## BEGIN Entries provided

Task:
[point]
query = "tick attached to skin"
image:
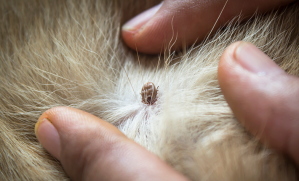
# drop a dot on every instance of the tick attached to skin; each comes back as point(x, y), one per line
point(149, 93)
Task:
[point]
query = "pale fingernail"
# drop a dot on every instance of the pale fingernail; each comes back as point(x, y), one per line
point(254, 60)
point(48, 137)
point(138, 21)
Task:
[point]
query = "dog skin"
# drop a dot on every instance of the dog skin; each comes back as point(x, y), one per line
point(69, 53)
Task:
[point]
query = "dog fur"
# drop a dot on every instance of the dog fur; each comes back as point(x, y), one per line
point(70, 53)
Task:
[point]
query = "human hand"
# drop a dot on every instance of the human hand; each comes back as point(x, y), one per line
point(186, 21)
point(92, 149)
point(262, 96)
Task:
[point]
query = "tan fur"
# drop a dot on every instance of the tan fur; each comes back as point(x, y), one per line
point(70, 53)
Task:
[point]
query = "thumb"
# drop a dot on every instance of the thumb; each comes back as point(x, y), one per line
point(262, 96)
point(92, 149)
point(176, 23)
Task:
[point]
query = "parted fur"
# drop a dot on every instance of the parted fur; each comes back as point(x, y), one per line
point(70, 53)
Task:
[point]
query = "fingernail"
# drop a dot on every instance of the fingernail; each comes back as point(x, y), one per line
point(254, 60)
point(138, 21)
point(48, 137)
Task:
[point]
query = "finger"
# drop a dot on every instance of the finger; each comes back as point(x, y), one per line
point(176, 23)
point(92, 149)
point(262, 96)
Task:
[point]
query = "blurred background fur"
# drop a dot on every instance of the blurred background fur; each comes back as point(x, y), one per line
point(70, 53)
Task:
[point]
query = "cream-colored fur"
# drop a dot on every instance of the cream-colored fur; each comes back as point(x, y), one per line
point(70, 53)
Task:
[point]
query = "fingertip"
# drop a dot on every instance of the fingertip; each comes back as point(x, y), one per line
point(48, 137)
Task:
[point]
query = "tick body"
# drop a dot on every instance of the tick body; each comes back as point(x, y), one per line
point(149, 93)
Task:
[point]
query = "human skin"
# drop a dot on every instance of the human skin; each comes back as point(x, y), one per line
point(181, 22)
point(92, 149)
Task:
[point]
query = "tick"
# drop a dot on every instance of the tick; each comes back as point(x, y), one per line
point(149, 93)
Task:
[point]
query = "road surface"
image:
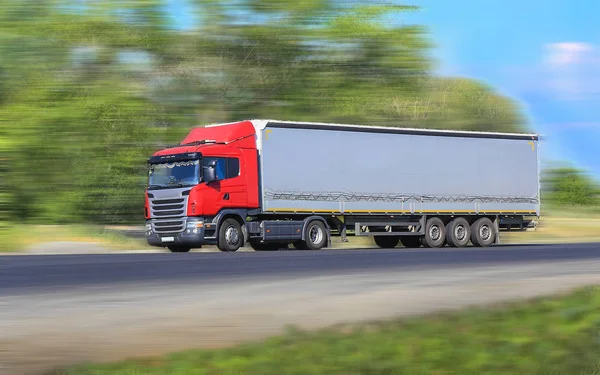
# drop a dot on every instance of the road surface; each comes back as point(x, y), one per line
point(57, 310)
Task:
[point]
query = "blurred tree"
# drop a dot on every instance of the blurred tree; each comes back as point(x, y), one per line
point(567, 187)
point(90, 89)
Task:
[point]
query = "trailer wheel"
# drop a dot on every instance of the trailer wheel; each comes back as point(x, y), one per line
point(386, 242)
point(316, 235)
point(410, 241)
point(458, 232)
point(179, 249)
point(483, 233)
point(435, 233)
point(231, 237)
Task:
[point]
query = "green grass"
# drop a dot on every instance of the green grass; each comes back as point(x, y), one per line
point(552, 335)
point(17, 237)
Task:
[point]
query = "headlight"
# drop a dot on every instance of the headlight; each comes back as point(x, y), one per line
point(195, 224)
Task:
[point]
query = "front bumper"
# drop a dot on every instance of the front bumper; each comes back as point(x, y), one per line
point(186, 238)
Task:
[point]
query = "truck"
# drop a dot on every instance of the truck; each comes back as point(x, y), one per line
point(272, 184)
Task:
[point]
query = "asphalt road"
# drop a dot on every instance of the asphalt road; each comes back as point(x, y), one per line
point(22, 274)
point(60, 310)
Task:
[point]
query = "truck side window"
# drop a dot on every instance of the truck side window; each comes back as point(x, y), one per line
point(226, 167)
point(233, 167)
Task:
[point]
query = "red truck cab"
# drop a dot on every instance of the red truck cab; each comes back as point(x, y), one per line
point(205, 184)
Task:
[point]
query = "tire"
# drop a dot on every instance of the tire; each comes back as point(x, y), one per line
point(386, 242)
point(268, 246)
point(231, 237)
point(458, 232)
point(315, 235)
point(483, 232)
point(179, 249)
point(411, 242)
point(435, 233)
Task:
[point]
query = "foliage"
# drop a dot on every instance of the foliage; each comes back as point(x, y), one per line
point(88, 91)
point(556, 335)
point(568, 187)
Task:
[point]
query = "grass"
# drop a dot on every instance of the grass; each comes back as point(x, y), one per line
point(551, 335)
point(15, 237)
point(555, 227)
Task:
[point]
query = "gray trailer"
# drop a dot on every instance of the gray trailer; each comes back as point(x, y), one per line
point(415, 186)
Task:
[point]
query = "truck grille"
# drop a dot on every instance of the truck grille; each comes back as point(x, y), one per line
point(168, 215)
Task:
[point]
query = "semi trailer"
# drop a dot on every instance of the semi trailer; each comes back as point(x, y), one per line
point(270, 184)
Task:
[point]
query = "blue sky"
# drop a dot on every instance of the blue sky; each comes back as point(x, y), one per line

## END Entries provided

Task to complete: Copy all the lines of data exactly as they appear, dropping any images.

Output for this task:
Task:
[point]
query = "tick attached to skin"
image:
# drop a dot on every instance of the tick attached to skin; each comes back as point(x, y), one per line
point(149, 93)
Task:
[point]
query = "pale fingernail"
# drop a dot on every instance of the pale fingernail; each comes back as point(x, y), one per line
point(254, 60)
point(48, 137)
point(138, 21)
Task:
[point]
query = "dog skin"
# drop a dot on every instance of the dog skin; each comes back as point(x, y), one per line
point(69, 53)
Task:
[point]
query = "dog fur"
# drop a dot on every instance of the dog fur; each comes back as point(x, y), one per line
point(70, 53)
Task:
[point]
query = "human hand"
# drop a dot on every instance of the human hand; each comes back as point(x, y), one per line
point(186, 21)
point(92, 149)
point(262, 96)
Task:
[point]
query = "tan fur"
# drop a dot on every instance of the tan fur; each comes back as point(x, y), one per line
point(70, 53)
Task:
[point]
query = "thumb"
# drop a dot on every instance of the thumb; each comes back as point(x, y), one per line
point(262, 96)
point(92, 149)
point(176, 23)
Task:
[point]
query = "parted fur"
# drop a dot on every instance of the parted fur; each comes back as point(x, y), one per line
point(70, 53)
Task:
[point]
query = "fingernail"
# drop a dot on every instance of the fingernail; each comes back as point(x, y), one per line
point(254, 60)
point(138, 21)
point(48, 137)
Task:
[point]
query = "finger"
# drop a dot on every instance of the finger; each comes back as point(x, y), one per line
point(176, 23)
point(92, 149)
point(262, 96)
Task:
[point]
query = "blurred background fur"
# drop a dot on every instance of the blurred background fur; each comes back as point(x, y), one per line
point(70, 53)
Task:
[point]
query = "cream-colored fur"
# drop a dot on every instance of the cream-colored fur; each comes back as point(x, y), one per line
point(70, 53)
Task:
[point]
query = "fingertip"
# drop a dot on every instance of the fingertip; each comes back as point(x, y), one per line
point(48, 137)
Task:
[point]
query = "tick body"
# drop a dot on every instance of the tick body; each comes back as point(x, y), one per line
point(149, 93)
Task:
[point]
query = "human skin"
# drop a dot on every instance of the human skin; each comes back as point(x, y), one per line
point(181, 22)
point(92, 149)
Task:
[point]
query = "tick"
# drop a dot on every instance of the tick; each comes back as point(x, y), one per line
point(149, 93)
Task:
[point]
query = "road surface"
image:
# drop a dot on every instance of the road surface; each comes back as point(x, y), one per line
point(57, 310)
Task:
[point]
query = "blurred tree"
# drop a dot on every instance of the blurred tree; each comes back as point(x, y), one per line
point(567, 187)
point(90, 89)
Task:
[point]
query = "trailer wheel"
# drop a dot on every instance of the trailer wheel; each comes back as point(x, y), one per line
point(386, 242)
point(316, 235)
point(410, 241)
point(458, 232)
point(179, 249)
point(483, 233)
point(435, 233)
point(231, 237)
Task:
[point]
query = "green grass"
# drop a dot on every instance of the green grass; each comes back as point(x, y), one per line
point(552, 335)
point(17, 237)
Task:
[point]
query = "headlight"
# drop a dot on every instance of the headlight; each comes back as point(x, y), one per line
point(195, 224)
Task:
[point]
query = "front bumper"
# drop a dot on every instance of the front bumper; each comes back as point(x, y), one per line
point(186, 238)
Task:
[point]
query = "truck"
# drop a dot on every instance of the truck; each comes back as point(x, y), one per line
point(272, 184)
Task:
[point]
query = "asphalt road"
# drop a dot on every instance of the asphalt road; each comes back as point(x, y), one per line
point(22, 274)
point(60, 310)
Task:
[point]
query = "truck side window"
# drop a dot on every instance of the truck side window; each comes back as point(x, y), one per line
point(226, 167)
point(233, 167)
Task:
[point]
query = "red truck cab"
# drop a dot on every instance of the red truck cab; each comes back as point(x, y), one per line
point(205, 184)
Task:
[point]
query = "tire"
# drop a dot on every instance of the tire; each comes back as point(x, y), one per line
point(386, 242)
point(268, 246)
point(231, 237)
point(458, 232)
point(315, 235)
point(483, 232)
point(179, 249)
point(411, 242)
point(435, 233)
Task:
[point]
query = "foliage"
# drop a dot on every instance of the foliage; each comes back as point(x, y), one per line
point(88, 91)
point(556, 335)
point(568, 187)
Task:
[point]
query = "grass"
# drop a dot on every instance of the grass; each comes back as point(x, y), one per line
point(551, 335)
point(15, 237)
point(555, 227)
Task:
[point]
query = "gray trailer"
# drop a dot on every instance of the gray trailer; each comes back as point(x, y), one per line
point(415, 186)
Task:
[point]
query = "truck grille"
# drop a dot on every instance of the truck grille; each comes back as point(x, y), one per line
point(168, 215)
Task:
[point]
query = "semi trailer"
# drop a dot on every instance of the semi trailer; each comes back as point(x, y), one per line
point(270, 184)
Task:
[point]
query = "blue sky"
# drop a dot on every instance of the blue sky; each comes back as point(x, y), one per line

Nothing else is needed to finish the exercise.